■ WHAT TO DO: Restate, word for word, all of the material shown below.

■ DATASET:
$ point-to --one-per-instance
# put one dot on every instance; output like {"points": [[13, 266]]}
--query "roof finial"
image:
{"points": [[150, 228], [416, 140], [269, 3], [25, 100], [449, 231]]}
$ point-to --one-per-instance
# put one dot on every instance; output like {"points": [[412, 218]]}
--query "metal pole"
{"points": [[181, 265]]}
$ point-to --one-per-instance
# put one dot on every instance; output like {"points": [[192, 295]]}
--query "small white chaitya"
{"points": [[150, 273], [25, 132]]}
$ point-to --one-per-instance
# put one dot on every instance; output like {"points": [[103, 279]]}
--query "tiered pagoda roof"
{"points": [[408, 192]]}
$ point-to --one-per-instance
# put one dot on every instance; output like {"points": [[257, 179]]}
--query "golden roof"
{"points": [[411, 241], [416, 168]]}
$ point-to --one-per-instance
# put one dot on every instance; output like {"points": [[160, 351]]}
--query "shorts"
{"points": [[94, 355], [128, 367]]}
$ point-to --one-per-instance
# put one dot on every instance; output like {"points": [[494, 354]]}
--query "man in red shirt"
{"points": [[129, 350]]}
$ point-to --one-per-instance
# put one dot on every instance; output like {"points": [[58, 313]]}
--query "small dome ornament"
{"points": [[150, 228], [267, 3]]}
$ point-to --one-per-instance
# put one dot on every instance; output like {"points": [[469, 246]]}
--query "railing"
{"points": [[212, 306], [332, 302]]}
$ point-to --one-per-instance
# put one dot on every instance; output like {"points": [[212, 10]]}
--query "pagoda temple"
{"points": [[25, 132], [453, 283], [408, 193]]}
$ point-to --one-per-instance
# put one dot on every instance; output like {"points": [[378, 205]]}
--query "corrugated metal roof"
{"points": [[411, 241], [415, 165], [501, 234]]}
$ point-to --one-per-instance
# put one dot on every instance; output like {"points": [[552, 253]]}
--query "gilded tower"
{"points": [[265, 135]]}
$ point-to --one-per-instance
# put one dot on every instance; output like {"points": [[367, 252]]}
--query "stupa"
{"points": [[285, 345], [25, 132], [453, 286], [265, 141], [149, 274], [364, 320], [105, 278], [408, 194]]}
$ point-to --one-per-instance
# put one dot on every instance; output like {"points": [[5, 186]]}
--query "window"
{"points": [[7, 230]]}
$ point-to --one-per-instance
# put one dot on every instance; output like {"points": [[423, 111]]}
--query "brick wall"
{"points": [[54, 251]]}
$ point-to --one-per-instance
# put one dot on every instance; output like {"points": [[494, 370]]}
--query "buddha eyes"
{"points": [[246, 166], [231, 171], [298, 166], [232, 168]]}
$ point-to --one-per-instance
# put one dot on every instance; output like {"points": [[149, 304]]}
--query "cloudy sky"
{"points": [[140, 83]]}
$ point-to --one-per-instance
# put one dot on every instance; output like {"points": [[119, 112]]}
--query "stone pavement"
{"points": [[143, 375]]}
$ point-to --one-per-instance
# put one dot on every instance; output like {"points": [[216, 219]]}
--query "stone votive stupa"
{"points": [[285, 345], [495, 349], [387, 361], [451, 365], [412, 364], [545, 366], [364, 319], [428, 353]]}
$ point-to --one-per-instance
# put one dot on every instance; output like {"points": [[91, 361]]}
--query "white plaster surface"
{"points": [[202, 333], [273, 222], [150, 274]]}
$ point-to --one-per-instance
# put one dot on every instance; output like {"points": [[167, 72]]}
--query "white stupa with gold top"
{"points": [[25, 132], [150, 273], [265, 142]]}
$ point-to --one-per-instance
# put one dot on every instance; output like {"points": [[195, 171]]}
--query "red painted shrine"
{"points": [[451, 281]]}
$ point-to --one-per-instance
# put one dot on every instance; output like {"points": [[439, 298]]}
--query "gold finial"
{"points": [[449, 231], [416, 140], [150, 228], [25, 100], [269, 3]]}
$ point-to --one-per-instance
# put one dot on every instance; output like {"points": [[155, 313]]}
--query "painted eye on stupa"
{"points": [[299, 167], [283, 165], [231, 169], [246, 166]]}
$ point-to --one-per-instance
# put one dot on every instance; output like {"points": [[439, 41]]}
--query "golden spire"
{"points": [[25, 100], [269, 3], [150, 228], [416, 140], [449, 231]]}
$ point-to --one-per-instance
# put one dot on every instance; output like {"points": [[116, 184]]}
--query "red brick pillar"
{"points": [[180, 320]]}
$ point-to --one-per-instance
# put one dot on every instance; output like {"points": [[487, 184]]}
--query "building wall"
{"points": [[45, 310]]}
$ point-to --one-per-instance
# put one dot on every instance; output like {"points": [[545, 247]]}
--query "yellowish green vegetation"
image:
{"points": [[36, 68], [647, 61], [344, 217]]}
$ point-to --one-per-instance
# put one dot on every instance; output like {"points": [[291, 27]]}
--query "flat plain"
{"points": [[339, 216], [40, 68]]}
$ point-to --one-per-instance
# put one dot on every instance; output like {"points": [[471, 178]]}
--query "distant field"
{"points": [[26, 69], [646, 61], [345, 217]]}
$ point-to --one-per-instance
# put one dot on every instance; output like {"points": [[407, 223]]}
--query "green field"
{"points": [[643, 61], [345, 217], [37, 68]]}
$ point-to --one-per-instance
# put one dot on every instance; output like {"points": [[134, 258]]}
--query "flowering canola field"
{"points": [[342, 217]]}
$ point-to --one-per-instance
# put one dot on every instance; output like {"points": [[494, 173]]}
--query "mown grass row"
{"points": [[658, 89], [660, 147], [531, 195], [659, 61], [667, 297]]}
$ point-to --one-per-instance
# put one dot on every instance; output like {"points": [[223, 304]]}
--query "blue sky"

■ FINAL RESULT:
$ point-to --one-per-instance
# put one dot on every instance; output like {"points": [[13, 266]]}
--query "roof finial"
image:
{"points": [[150, 228], [416, 140], [269, 3], [25, 100], [449, 231]]}
$ point-to --one-per-instance
# put one dot on every instance; output like {"points": [[412, 218]]}
--query "metal pole"
{"points": [[181, 265]]}
$ point-to --one-per-instance
# put one dot on every instance; output like {"points": [[192, 295]]}
--query "small white chaitya"
{"points": [[150, 273], [25, 132]]}
$ point-to --one-per-instance
# put one dot on every instance; output like {"points": [[103, 279]]}
--query "tiered pagoda roof"
{"points": [[408, 192]]}
$ point-to --one-per-instance
# put one dot on every instance; output like {"points": [[257, 179]]}
--query "golden roof"
{"points": [[411, 241], [416, 168]]}
$ point-to --one-per-instance
# put one dot on every instance; output like {"points": [[160, 351]]}
--query "shorts"
{"points": [[94, 355], [128, 367]]}
$ point-to --one-per-instance
# put one dot on every instance; output like {"points": [[494, 354]]}
--query "man in red shirt"
{"points": [[129, 350]]}
$ point-to --one-per-instance
# put one dot on every instance; output like {"points": [[58, 313]]}
--query "small dome ornament"
{"points": [[150, 228], [267, 3]]}
$ point-to --one-per-instance
# put one dot on every instance; output like {"points": [[469, 246]]}
--query "railing"
{"points": [[212, 306], [332, 302]]}
$ point-to --one-per-instance
# put one dot on every instance; output like {"points": [[212, 10]]}
--query "pagoda temple"
{"points": [[25, 132], [453, 283], [408, 193]]}
$ point-to --one-per-instance
# put one dot on every instance; output like {"points": [[378, 205]]}
--query "corrugated metal roof"
{"points": [[411, 241], [415, 165], [501, 234]]}
$ point-to --one-per-instance
# put one dot on every instance; output like {"points": [[552, 253]]}
--query "gilded tower"
{"points": [[265, 135]]}
$ point-to --one-per-instance
# put one dot on every instance; output like {"points": [[367, 252]]}
--query "stupa"
{"points": [[285, 345], [25, 132], [453, 286], [265, 141], [149, 274], [364, 320], [105, 278], [408, 194]]}
$ point-to --one-per-instance
# put one dot on every instance; output like {"points": [[5, 186]]}
--query "window"
{"points": [[7, 230]]}
$ point-to --one-per-instance
# put one dot on every instance; output like {"points": [[423, 111]]}
--query "brick wall"
{"points": [[54, 251]]}
$ point-to --one-per-instance
# put one dot on every instance; output like {"points": [[494, 370]]}
--query "buddha eyes"
{"points": [[246, 166], [231, 171], [298, 166], [232, 168]]}
$ point-to --one-per-instance
# put one dot on every instance; output like {"points": [[149, 304]]}
--query "cloudy sky"
{"points": [[140, 83]]}
$ point-to --one-per-instance
# put one dot on every instance; output like {"points": [[119, 112]]}
--query "stone pavement"
{"points": [[143, 375]]}
$ point-to --one-per-instance
# put one dot on every instance; output like {"points": [[216, 219]]}
--query "stone votive stupa"
{"points": [[285, 345], [495, 349], [387, 361], [451, 365], [412, 364], [545, 366], [364, 319], [428, 353]]}
$ point-to --one-per-instance
# put one dot on every instance; output like {"points": [[91, 361]]}
--query "white plaster surface"
{"points": [[202, 333], [273, 222], [150, 274]]}
$ point-to --one-per-instance
# put one dot on every instance; output like {"points": [[167, 72]]}
--query "white stupa with gold top"
{"points": [[25, 132], [150, 273], [265, 142]]}
$ point-to --one-per-instance
# put one dot on every instance; output like {"points": [[195, 171]]}
--query "red painted shrine"
{"points": [[451, 281]]}
$ point-to --one-per-instance
# put one dot on every instance; output like {"points": [[439, 298]]}
--query "gold finial"
{"points": [[449, 231], [416, 140], [150, 228], [25, 100], [269, 3]]}
$ point-to --one-per-instance
# put one dot on every instance; output like {"points": [[155, 313]]}
--query "painted eye on stupa"
{"points": [[299, 167], [283, 165], [231, 169], [246, 166]]}
$ point-to --one-per-instance
# put one dot on every instance; output like {"points": [[439, 41]]}
--query "golden spire"
{"points": [[25, 100], [269, 3], [150, 228], [416, 140], [449, 231]]}
$ point-to --one-per-instance
# put one dot on every instance; output like {"points": [[116, 184]]}
--query "red brick pillar"
{"points": [[180, 320]]}
$ point-to --one-per-instance
# put one dot on every instance; output like {"points": [[487, 184]]}
--query "building wall"
{"points": [[45, 310]]}
$ point-to --one-per-instance
# put one dot on every instance; output like {"points": [[545, 247]]}
--query "yellowish green vegetation"
image:
{"points": [[36, 68], [647, 61], [344, 217]]}
$ point-to --one-per-instance
# put one dot on every instance; output like {"points": [[291, 27]]}
--query "flat plain"
{"points": [[339, 216], [40, 68]]}
$ point-to --one-per-instance
# put one dot on every instance; output like {"points": [[471, 178]]}
--query "distant field"
{"points": [[26, 69], [646, 61], [345, 217]]}
$ point-to --one-per-instance
# put one dot on every instance; output like {"points": [[407, 223]]}
--query "green field"
{"points": [[643, 61], [345, 217], [37, 68]]}
$ point-to --one-per-instance
# put one dot on every instance; output like {"points": [[134, 258]]}
--query "flowering canola field"
{"points": [[342, 217]]}
$ point-to --one-per-instance
# put one dot on every instance; output like {"points": [[494, 173]]}
--query "mown grass row"
{"points": [[658, 89], [660, 147], [531, 195], [659, 61], [667, 297]]}
$ point-to --one-per-instance
# put one dot on every instance; output like {"points": [[223, 304]]}
--query "blue sky"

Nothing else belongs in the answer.